### [Assigned task]
Write out each item below verbatim, line for line, with no changes to any character.

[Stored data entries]
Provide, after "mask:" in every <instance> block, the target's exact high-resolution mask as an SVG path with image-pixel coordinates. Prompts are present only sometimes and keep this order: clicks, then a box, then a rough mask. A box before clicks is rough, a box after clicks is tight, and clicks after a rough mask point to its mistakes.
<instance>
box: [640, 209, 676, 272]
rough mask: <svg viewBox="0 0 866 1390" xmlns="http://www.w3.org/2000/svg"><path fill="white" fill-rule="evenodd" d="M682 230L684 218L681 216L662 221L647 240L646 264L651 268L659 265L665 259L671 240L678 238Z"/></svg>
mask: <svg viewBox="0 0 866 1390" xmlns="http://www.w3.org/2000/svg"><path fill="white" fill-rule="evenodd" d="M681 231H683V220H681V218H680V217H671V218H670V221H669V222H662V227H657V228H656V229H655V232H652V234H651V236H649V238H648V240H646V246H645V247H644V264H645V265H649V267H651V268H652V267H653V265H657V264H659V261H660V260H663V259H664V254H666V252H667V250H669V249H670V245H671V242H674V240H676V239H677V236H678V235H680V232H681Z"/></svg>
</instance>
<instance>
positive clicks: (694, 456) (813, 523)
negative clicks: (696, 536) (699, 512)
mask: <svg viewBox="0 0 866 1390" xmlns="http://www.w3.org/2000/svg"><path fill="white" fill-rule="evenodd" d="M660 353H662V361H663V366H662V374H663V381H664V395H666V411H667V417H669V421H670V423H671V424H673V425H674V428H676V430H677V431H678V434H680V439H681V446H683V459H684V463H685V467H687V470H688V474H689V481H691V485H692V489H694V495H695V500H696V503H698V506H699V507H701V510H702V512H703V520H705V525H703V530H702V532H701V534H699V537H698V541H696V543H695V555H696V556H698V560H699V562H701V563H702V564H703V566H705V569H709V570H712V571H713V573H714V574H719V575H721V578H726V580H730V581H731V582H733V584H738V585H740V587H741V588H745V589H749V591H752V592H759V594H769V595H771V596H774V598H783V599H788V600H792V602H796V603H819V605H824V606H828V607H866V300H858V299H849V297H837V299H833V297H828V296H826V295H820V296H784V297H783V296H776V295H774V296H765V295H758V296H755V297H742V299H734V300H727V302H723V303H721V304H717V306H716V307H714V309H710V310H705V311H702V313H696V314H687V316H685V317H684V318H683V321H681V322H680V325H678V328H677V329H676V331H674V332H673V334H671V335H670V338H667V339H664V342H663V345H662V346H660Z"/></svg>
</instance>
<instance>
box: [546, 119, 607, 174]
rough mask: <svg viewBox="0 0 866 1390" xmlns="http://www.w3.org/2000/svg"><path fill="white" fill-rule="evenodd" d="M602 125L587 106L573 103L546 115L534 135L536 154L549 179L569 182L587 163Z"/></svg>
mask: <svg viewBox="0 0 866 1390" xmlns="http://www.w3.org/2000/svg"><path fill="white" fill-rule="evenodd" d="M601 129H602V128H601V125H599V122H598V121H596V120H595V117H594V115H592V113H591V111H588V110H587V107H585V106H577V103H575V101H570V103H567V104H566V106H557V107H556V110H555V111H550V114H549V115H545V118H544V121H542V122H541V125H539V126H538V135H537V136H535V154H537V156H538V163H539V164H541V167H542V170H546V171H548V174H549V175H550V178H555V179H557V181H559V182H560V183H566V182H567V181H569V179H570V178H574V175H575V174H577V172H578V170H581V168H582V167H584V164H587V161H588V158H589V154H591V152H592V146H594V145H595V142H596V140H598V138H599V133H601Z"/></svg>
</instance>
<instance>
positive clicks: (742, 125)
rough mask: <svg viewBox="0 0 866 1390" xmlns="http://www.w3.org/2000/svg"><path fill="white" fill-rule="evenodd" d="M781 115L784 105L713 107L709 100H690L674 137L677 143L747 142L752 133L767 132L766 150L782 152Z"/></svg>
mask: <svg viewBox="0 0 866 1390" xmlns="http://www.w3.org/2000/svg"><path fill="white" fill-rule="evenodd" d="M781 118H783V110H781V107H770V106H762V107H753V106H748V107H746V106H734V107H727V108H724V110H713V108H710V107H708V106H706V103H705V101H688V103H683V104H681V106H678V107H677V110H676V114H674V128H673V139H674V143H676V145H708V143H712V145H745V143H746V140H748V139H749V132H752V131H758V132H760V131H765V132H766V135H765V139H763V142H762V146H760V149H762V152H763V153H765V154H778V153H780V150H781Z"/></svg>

### [Exercise solution]
Provide, after "mask:" in every <instance> block, the target's exact high-resolution mask as an SVG path with image-pixel coordinates. Prompts are present only sometimes and keep this order: clicks, then a box, then a rough mask. A box before clicks is rough, a box after clicks is tight, and clicks after a rough mask point to its mistakes.
<instance>
box: [640, 209, 676, 272]
rough mask: <svg viewBox="0 0 866 1390" xmlns="http://www.w3.org/2000/svg"><path fill="white" fill-rule="evenodd" d="M682 230L684 218L681 216L662 221L647 240L646 264L651 268L659 265L665 259L671 240L678 238Z"/></svg>
mask: <svg viewBox="0 0 866 1390" xmlns="http://www.w3.org/2000/svg"><path fill="white" fill-rule="evenodd" d="M681 231H683V220H681V218H680V217H671V218H670V221H669V222H662V227H657V228H656V229H655V232H652V234H651V236H649V238H648V240H646V246H645V247H644V264H645V265H649V267H651V268H652V267H653V265H657V264H659V261H660V260H663V259H664V254H666V252H667V250H669V249H670V245H671V242H674V240H676V239H677V236H678V235H680V232H681Z"/></svg>
</instance>
<instance>
positive clicks: (694, 456) (813, 523)
negative clicks: (696, 536) (699, 512)
mask: <svg viewBox="0 0 866 1390" xmlns="http://www.w3.org/2000/svg"><path fill="white" fill-rule="evenodd" d="M660 353H662V361H663V366H662V374H663V381H664V395H666V411H667V417H669V421H670V423H671V424H673V425H674V428H676V430H677V431H678V434H680V439H681V446H683V459H684V463H685V467H687V470H688V474H689V481H691V485H692V489H694V495H695V500H696V503H698V506H699V507H701V510H702V512H703V520H705V525H703V530H702V532H701V534H699V537H698V541H696V543H695V555H696V556H698V560H699V562H701V563H702V564H703V566H705V569H709V570H712V571H713V573H714V574H719V575H721V578H726V580H730V581H731V582H733V584H738V585H740V587H741V588H745V589H749V591H752V592H759V594H769V595H771V596H774V598H783V599H788V600H792V602H796V603H819V605H824V606H828V607H866V300H858V299H849V297H837V299H833V297H828V296H826V295H820V296H784V297H783V296H776V295H774V296H765V295H758V296H755V297H742V299H734V300H727V302H723V303H721V304H717V306H716V307H714V309H710V310H705V311H702V313H696V314H687V316H685V317H684V318H683V321H681V322H680V325H678V328H677V329H676V331H674V332H673V334H671V335H670V338H667V339H664V342H663V345H662V346H660Z"/></svg>
</instance>
<instance>
box: [546, 119, 607, 174]
rough mask: <svg viewBox="0 0 866 1390" xmlns="http://www.w3.org/2000/svg"><path fill="white" fill-rule="evenodd" d="M602 125L587 106L573 103L546 115L534 135L536 154L549 179L569 182L587 163Z"/></svg>
mask: <svg viewBox="0 0 866 1390" xmlns="http://www.w3.org/2000/svg"><path fill="white" fill-rule="evenodd" d="M601 129H602V128H601V125H599V122H598V121H596V120H595V117H594V115H592V113H591V111H588V110H587V107H585V106H577V103H575V101H570V103H567V104H566V106H557V107H556V110H555V111H550V114H549V115H545V118H544V121H542V122H541V125H539V126H538V135H537V136H535V154H537V156H538V163H539V164H541V167H542V170H546V171H548V174H549V175H550V178H555V179H557V181H559V182H560V183H566V182H567V181H569V179H570V178H574V175H575V174H577V172H578V170H581V168H582V167H584V164H587V161H588V158H589V154H591V152H592V146H594V145H595V142H596V140H598V138H599V133H601Z"/></svg>
</instance>
<instance>
positive clicks: (742, 125)
rough mask: <svg viewBox="0 0 866 1390" xmlns="http://www.w3.org/2000/svg"><path fill="white" fill-rule="evenodd" d="M781 115L784 105L713 107L709 100H690L674 137L677 143L747 142L752 133L767 132L766 150L782 152Z"/></svg>
mask: <svg viewBox="0 0 866 1390" xmlns="http://www.w3.org/2000/svg"><path fill="white" fill-rule="evenodd" d="M781 118H783V110H781V107H770V106H762V107H753V106H748V107H746V106H734V107H727V108H724V110H713V108H710V107H708V106H706V103H705V101H688V103H683V104H681V106H678V107H677V110H676V114H674V128H673V139H674V143H676V145H708V143H712V145H745V143H746V140H748V139H749V132H752V131H758V132H760V131H765V132H766V135H765V139H763V142H762V146H760V149H762V152H763V153H765V154H778V153H780V150H781Z"/></svg>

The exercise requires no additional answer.